### [TRAVAIL DEMANDÉ]
1/ Dans le passage sur Elie, quel prophète de l'Éternel était le seul que l'on pouvait trouver au moment du récit du chapitre 22 ?
2/ Poursuivez le passage sur Elie en reprenant juste après sa dernière phrase.

===== PASSAGE CHOISI =====

Selon Elie, le malheur ne frappera pas seulement Achab, mais toute sa maison. Le narrateur donne une nouvelle fois l’impression qu’Elie est plus sévère dans sa condamnation que l’Eternel, puisque les paroles d’Elie semblent aller plus loin que celles de l’Eternel. Néanmoins, il serait imprudent d’être trop critique à l’égard d’Elie, puisque sa prophétie s’accomplit à la lettre (2 R 9.23-10.27). Il vaut mieux comprendre les paroles du prophète comme un développement inspiré de la volonté divine, à moins de voir dans les paroles de l’Eternel exprimées au verset 19 un résumé de ce que l’Eternel lui a réellement dit. Quoi qu’il en soit, le narrateur utilise à nouveau la technique littéraire de l’omission (partielle dans ce cas) pour faire ressortir le contraste entre Elie et Dieu, et souligner le ministère de jugement du prophète.
Contre toute attente, « après avoir entendu les paroles d'Elie, Achab déchira ses vêtements, il mit un sac sur son corps et jeûna » (1 R 21.27). Achab se repent pour la première fois. L’Eternel, touché par ce geste, atténue partiellement la sentence et en informe Elie : « As-tu vu comment Achab s'est humilié devant moi ? Parce qu'il s'est humilié devant moi, je ne ferai pas venir le malheur pendant sa vie ; ce sera pendant la vie de son fils que je ferai venir le malheur sur sa maison » (1 R 21.29). Le narrateur termine son récit sur ces paroles de l’Eternel, sans indiquer la moindre intention d’Elie de transmettre à Achab cette bonne nouvelle ! Une fois de plus, l’auteur suggère, par sa manière de conter les choses, qu’Elie est peu sensible à la grâce, ou en tout cas moins sensible que l’Eternel.
Le chapitre 22 rapporte la mort d’Achab. Elie est absent du récit pour une raison pratique (seul Michée pouvait être trouvé parmi les prophètes de l’Eternel), mais aussi parce qu’une nouvelle fois le ministère prophétique est teinté de grâce. Certes, la grâce est discrète, car Michée annonce en priorité la mort d’Achab. Mais en informant le roi de l’issue réelle du combat, Michée offre une dernière chance à Achab de se repentir. Au lieu de cela, le roi n’écoute la prophétie que pour chercher à la contourner et à l’exploiter à son avantage.
Le premier chapitre de 2 Rois présente le ministère de jugement d’Elie dans sa plus grande intensité. L’Eternel mandate Elie une dernière fois pour annoncer une parole de jugement (2 R 1.3-4). Le narrateur conte le récit de manière à souligner la transmission littérale du message, puisque les émissaires du roi, puis Elie, répètent textuellement le message de l’Eternel (2 R 1.6, 16). Cette triple répétition du message divin, que le narrateur n’était pas obligé de donner (il aurait simplement pu dire qu’Elie et les émissaires avaient transmis, en tous points, le message entendu), donne l’impression qu’Elie est vraiment au diapason de Dieu. La répétition montre aussi que le jugement de Dieu est irrévocable, en effet, dans la pensée sémitique, la répétition exprime la certitude.

===== DONNÉES FOURNIES =====

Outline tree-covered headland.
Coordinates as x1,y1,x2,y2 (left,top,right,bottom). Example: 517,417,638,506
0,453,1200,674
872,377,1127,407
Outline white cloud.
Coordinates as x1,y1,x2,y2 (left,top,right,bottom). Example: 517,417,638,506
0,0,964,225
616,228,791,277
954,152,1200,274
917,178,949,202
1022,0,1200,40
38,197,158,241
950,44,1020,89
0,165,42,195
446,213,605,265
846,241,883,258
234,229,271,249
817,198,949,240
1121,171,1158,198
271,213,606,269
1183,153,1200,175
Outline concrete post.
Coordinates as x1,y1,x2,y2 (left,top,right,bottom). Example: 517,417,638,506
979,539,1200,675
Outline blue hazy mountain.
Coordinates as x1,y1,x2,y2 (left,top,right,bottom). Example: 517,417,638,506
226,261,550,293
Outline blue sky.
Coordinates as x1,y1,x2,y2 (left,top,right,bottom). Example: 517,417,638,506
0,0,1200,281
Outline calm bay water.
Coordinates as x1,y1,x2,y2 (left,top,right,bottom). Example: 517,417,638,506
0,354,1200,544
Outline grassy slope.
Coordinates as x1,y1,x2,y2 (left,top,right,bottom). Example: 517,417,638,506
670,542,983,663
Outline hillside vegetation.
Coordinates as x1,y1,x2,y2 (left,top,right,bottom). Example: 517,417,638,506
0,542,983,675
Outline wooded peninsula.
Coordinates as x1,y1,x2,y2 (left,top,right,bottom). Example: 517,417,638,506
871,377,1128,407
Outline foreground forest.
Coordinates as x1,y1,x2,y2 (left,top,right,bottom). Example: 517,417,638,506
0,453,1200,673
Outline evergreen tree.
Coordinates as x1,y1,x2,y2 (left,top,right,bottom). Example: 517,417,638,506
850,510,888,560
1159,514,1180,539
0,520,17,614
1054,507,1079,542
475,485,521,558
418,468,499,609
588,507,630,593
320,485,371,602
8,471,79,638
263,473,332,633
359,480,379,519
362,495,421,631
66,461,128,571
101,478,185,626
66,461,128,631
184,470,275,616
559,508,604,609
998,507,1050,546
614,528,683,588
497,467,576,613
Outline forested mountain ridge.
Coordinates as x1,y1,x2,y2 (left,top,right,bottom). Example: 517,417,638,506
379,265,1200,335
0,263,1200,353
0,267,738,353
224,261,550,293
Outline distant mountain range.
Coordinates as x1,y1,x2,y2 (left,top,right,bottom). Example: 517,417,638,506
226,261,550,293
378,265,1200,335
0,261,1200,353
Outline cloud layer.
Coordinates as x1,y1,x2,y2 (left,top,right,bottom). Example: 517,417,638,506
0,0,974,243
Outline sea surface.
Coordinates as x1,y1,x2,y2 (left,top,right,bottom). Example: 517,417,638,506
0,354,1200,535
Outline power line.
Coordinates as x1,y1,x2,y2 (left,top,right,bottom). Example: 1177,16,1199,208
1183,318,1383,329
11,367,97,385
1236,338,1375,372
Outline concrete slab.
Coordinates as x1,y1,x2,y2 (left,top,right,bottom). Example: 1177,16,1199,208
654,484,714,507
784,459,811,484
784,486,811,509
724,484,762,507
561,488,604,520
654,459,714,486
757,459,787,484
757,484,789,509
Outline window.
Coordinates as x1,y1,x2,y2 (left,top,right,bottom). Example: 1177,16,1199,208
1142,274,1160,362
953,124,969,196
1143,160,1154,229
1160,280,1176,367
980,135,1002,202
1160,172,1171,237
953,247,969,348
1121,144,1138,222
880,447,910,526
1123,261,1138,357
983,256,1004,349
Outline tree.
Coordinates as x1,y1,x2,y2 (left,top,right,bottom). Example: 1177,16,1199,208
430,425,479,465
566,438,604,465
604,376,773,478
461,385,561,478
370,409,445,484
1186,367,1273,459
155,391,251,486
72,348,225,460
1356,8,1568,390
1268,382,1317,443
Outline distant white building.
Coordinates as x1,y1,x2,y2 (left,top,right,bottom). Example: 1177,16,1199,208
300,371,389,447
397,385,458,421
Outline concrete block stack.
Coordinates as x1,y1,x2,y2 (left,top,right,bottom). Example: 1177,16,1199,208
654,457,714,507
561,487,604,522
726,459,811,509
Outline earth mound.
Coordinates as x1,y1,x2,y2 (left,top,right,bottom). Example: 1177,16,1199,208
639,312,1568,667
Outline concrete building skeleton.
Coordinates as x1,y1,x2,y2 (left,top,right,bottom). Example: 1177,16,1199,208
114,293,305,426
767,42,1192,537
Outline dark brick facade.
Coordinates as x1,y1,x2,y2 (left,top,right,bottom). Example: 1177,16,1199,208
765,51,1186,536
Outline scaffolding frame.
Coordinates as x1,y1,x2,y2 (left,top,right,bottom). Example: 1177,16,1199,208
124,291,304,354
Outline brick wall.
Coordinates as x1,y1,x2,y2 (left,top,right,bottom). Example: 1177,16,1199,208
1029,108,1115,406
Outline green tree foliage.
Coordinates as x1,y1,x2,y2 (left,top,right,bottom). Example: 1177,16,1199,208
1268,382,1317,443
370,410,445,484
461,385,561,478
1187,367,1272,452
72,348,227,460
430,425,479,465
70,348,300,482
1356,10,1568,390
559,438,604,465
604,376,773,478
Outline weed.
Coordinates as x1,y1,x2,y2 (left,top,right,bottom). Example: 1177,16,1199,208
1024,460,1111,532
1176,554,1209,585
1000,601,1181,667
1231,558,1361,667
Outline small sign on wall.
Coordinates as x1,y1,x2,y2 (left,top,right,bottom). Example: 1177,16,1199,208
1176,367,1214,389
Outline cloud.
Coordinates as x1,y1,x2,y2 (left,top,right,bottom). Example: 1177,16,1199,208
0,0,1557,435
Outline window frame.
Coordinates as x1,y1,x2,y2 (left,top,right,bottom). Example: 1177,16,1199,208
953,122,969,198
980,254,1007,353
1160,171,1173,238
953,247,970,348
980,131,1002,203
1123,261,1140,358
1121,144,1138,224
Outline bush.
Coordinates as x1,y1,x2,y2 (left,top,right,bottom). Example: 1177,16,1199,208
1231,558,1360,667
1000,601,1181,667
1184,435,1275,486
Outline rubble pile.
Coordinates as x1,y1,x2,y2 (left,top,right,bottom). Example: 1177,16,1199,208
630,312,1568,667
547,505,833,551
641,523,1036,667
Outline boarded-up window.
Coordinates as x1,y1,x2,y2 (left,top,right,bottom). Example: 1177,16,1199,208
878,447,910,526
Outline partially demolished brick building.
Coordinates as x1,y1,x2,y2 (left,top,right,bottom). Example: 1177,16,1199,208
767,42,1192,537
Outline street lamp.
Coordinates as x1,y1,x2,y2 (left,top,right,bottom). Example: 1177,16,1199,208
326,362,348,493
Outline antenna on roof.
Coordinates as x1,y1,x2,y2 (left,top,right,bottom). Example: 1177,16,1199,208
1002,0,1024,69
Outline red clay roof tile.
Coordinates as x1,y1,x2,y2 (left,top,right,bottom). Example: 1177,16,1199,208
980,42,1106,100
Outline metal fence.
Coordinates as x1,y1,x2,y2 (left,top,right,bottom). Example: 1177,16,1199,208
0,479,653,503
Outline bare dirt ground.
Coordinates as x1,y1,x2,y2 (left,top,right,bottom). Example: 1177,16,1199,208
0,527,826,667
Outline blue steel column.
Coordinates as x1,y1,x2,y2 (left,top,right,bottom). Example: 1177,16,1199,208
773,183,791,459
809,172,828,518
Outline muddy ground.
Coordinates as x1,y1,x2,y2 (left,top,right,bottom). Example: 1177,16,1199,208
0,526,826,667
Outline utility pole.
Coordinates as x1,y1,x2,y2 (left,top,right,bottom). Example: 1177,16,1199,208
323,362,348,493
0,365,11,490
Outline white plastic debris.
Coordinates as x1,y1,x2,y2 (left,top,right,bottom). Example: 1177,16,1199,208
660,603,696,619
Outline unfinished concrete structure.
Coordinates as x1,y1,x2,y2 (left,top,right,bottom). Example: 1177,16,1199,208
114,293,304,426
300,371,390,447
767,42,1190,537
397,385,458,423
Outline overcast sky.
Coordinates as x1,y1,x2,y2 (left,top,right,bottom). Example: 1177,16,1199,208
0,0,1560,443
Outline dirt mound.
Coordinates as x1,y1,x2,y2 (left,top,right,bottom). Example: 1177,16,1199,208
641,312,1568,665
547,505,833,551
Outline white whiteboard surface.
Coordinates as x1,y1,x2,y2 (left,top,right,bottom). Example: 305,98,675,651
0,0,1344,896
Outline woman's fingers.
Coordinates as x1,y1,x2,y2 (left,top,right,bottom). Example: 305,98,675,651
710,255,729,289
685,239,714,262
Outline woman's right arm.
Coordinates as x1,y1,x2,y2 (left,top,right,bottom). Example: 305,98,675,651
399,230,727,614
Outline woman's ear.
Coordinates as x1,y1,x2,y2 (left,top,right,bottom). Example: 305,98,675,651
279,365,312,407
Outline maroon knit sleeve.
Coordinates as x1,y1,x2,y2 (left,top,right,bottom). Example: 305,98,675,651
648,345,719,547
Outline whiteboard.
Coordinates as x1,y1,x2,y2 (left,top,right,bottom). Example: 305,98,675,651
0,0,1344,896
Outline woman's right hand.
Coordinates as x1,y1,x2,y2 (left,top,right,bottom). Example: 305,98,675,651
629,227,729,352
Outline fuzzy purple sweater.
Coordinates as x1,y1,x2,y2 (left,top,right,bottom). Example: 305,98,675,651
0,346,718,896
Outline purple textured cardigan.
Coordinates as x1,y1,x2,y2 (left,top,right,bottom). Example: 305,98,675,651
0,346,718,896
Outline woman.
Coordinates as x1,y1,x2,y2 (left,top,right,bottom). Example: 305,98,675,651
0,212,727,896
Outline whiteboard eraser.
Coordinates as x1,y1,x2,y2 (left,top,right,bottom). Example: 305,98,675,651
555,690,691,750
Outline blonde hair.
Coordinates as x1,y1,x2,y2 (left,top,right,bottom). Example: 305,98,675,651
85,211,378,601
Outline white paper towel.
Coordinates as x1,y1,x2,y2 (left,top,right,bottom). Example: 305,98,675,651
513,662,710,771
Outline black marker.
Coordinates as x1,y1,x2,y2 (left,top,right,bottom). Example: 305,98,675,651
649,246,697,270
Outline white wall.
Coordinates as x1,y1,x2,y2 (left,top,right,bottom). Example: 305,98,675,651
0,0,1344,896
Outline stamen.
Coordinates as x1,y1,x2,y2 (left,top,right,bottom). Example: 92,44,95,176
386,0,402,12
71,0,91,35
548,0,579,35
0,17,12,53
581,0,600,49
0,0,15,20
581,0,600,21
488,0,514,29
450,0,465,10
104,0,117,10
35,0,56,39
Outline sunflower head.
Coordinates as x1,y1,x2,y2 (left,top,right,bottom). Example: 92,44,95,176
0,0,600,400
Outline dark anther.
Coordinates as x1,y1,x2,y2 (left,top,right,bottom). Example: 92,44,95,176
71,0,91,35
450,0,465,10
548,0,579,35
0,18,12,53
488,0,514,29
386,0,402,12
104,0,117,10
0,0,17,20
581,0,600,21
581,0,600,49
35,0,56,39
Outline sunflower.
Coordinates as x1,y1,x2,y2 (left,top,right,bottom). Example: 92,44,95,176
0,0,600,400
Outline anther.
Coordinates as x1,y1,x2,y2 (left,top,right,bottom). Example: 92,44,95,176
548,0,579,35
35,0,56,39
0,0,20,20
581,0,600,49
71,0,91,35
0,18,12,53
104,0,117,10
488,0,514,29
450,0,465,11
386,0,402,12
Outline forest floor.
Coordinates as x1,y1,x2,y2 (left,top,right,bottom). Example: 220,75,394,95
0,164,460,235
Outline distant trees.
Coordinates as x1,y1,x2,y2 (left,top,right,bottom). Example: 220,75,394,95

=====

### [RÉPONSES PAR CONSIGNE]
1/ Michée.

2/
La surprise, dans ce récit, vient du feu céleste envoyé par Elie sur deux groupes de soldats venus l’arrêter. Ce jugement paraît excessif, surtout en comparaison avec les situations antérieures, où des péchés plus graves étaient faiblement sanctionnés. Critiquer Elie semble une nouvelle fois difficile, puisque le double jugement implique un miracle de Dieu. Néanmoins, comme pour les autres récits, le narrateur suggère un écart entre la justice d’Elie et celle demandée par Dieu (mais cette fois, les jugements attribués à Dieu ou au prophète sont plus intenses).
Le thème du jugement est absent de l’ascension d’Elie (2 R 2.1-14), car ce récit appartient déjà au cycle d’Elisée, prophète de la grâce. En effet, l’attention principale du narrateur porte sur la transmission du ministère prophétique, et non pas sur l’enlèvement d’Elie.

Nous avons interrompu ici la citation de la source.